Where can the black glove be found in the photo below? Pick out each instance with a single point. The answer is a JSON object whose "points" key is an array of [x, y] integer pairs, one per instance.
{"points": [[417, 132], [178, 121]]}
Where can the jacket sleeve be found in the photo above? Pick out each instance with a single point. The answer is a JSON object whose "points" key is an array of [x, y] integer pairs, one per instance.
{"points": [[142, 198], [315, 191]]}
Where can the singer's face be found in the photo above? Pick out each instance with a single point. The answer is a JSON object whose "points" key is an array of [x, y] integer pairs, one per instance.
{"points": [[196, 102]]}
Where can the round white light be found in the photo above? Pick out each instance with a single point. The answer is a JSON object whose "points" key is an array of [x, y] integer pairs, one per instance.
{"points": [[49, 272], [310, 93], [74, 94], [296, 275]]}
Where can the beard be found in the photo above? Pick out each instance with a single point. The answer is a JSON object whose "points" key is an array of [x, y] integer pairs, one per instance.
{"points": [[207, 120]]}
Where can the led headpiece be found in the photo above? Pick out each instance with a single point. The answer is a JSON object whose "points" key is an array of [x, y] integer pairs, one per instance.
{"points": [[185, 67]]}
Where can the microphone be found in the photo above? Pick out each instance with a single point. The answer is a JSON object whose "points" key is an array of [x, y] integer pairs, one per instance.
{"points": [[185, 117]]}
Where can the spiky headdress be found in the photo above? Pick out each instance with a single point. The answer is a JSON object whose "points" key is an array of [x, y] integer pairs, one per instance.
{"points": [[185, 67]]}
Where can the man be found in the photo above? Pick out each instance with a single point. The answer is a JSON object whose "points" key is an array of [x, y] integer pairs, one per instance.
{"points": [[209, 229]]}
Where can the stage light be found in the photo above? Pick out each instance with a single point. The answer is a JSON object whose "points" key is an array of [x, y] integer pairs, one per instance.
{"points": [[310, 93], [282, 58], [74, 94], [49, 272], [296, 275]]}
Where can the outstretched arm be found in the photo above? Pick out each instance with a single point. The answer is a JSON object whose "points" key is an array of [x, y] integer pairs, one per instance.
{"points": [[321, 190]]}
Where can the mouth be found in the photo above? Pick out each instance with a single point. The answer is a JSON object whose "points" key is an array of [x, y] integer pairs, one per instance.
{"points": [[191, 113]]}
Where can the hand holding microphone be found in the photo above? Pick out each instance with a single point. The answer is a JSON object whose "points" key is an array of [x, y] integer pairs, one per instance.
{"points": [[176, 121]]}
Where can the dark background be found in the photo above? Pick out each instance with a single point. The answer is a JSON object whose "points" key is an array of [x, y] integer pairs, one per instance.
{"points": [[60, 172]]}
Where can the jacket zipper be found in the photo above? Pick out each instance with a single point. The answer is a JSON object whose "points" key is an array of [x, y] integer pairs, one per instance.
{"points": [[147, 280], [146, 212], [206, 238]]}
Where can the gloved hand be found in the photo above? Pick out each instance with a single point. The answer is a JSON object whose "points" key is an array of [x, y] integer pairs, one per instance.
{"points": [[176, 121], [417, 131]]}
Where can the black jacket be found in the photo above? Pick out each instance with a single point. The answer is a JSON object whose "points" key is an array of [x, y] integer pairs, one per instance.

══════

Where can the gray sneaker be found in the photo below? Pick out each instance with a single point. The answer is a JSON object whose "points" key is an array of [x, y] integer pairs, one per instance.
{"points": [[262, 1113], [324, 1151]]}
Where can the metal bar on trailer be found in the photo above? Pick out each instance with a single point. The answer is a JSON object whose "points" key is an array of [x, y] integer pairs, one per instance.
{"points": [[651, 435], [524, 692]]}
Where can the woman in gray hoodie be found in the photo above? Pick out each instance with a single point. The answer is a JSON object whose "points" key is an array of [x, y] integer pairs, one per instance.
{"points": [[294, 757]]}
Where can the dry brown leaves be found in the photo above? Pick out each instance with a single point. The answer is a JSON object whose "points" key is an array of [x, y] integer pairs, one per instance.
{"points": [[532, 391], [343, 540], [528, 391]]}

══════

From the data above, reproduce word for word the lines running from the line with "Where can the stage" to the line with "Where can the black jacket", ends included.

* SOLUTION TO THE EXERCISE *
Where can the stage light be found in the photo above? Pick out each instance with a single point. The answer is a JSON object whose "points" key is an array of [x, y] integer pairs, one per instance.
{"points": [[310, 93], [282, 58], [74, 94], [49, 272], [296, 275]]}
Where can the outstretched arm be found in the photo above? Pick out each instance with a single point. The answer is a JSON object whose "points" key is an array of [x, y] integer pairs, one per instance.
{"points": [[321, 190]]}
Where can the mouth be found in the photo above? Pick out each instance with a single point. The answer is a JSON object whose "points" key is an array of [x, y] integer pairs, one per instance.
{"points": [[191, 113]]}
Where can the hand holding microphone be found in the photo above? Pick out each instance with a single point. The answer is a JSON object whose "points" key is an array of [x, y] integer pairs, one per instance.
{"points": [[176, 121]]}
Where can the dark background be found in the photo above? Pick out each instance with a single point. The answer is a JSON object whose "points" key is an array of [x, y] integer pairs, one per instance.
{"points": [[60, 172]]}
Where can the jacket zipper be found in the photo above? Pick out each instance with a single point. The answer is a JSON object whose "points" key is an array of [x, y] integer pairs, one per instance.
{"points": [[147, 280], [146, 212], [206, 238]]}
Where can the gloved hand be found in the photo above? Pick out each instance with a single point. The answer is a JSON object whose "points" key is an array of [x, y] integer pairs, one per instance.
{"points": [[176, 121], [417, 131]]}
Where can the black jacket be found in the photo above? Pick out each instance with a single point. The answer is a JSON object whose "points" key is an array of [x, y] integer pairs, one per instance.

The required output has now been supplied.